## START Records for the exercise

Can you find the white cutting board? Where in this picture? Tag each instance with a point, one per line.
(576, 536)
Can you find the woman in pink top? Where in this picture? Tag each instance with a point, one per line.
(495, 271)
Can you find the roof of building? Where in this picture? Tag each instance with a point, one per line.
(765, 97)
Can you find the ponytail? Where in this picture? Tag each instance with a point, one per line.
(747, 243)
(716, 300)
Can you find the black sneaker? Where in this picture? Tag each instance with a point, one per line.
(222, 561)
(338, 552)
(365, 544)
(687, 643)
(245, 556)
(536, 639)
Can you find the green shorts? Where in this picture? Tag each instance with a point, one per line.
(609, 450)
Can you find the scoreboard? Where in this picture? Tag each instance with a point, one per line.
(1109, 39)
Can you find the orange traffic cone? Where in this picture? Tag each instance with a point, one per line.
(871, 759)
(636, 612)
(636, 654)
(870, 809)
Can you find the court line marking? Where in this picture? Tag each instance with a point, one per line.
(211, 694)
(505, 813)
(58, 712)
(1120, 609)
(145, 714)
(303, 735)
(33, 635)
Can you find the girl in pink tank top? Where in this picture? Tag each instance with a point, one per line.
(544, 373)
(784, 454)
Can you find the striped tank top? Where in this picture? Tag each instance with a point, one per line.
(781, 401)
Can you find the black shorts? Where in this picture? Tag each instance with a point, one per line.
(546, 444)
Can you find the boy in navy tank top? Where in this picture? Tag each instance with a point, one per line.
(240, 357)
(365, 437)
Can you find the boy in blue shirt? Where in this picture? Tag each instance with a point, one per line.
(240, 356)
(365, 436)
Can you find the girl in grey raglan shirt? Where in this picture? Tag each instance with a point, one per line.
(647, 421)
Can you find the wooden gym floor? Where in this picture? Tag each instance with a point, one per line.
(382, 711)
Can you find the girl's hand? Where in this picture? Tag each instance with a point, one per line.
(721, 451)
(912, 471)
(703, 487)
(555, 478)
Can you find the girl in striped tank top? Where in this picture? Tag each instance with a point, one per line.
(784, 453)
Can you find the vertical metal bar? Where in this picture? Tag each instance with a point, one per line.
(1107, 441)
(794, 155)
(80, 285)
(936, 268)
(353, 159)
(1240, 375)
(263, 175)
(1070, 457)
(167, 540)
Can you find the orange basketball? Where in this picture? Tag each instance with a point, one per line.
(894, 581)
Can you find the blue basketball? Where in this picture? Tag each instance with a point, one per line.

## END Records for the exercise

--- Your goal ---
Copy out every line of the listing above without any changes.

--- Answer for the task ---
Can you find the white cutting board? Where in this picture? Tag each instance with a point, one per line.
(576, 536)
Can you find the woman in pink top? Where in this picture? Tag each instance with a point, one per line.
(495, 271)
Can you find the roof of building? Where in this picture? Tag each instance with a point, one per line.
(765, 97)
Can you find the ponytail? Where in this picture? Tag each instance with a point, one per line.
(747, 243)
(716, 300)
Can you find the black sneaker? Where in this picture? Tag each instance with a point, one per line.
(222, 561)
(338, 552)
(365, 544)
(687, 643)
(245, 556)
(536, 639)
Can you find the green shorts? Where in this picture? Tag each instance with a point, one per line.
(609, 450)
Can you find the scoreboard? Where in this picture? Tag each instance with a point, one per line.
(1109, 39)
Can you find the orange traffic cone? Where in this picture? Tag each instance with a point, one per line.
(871, 759)
(636, 612)
(636, 654)
(870, 809)
Can you find the court line marking? Where in this picture? Tag each instance with a point, one per line.
(211, 694)
(505, 813)
(58, 712)
(1120, 609)
(145, 714)
(303, 735)
(33, 635)
Can you find the girl in pink tank top? Where in this picture? Tag each instance with a point, one per line.
(544, 373)
(784, 454)
Can you find the striped tank top? Where in this picture? Tag each instance with a point, one per line.
(781, 401)
Can you find the black shorts? Where in this picture? Tag each instance with a point, one per line.
(546, 444)
Can you find the boy in navy tank top? Where in this picture? Tag each instance with a point, one per line.
(240, 357)
(365, 437)
Can you find the boy in blue shirt? Where in this picture? Tag each instance with a point, one per line.
(240, 356)
(365, 436)
Can you find the girl in grey raglan shirt? Where in this picture? Tag each instance with a point, one per line.
(647, 421)
Can you find the wooden gym floor? Where in this picture? Tag each instance with a point, one per line.
(382, 711)
Can you find the girl's hand? Where in this picture? Tag each instance with a point, one per line.
(721, 451)
(912, 471)
(703, 487)
(555, 478)
Can you find the girl in striped tank top? Where in this picture? Tag each instance with a point, one per line.
(784, 453)
Can you find the vertical metal bar? Where in this picture? Tag each instance with a point, one per line.
(1107, 441)
(794, 155)
(80, 285)
(936, 268)
(353, 159)
(1240, 375)
(263, 175)
(1070, 457)
(167, 540)
Can you find the orange basketball? Where in this picture? Tag each instance with a point, one per line.
(894, 581)
Can you find the blue basketball? Where in this picture? Tag each instance with a point, one per line.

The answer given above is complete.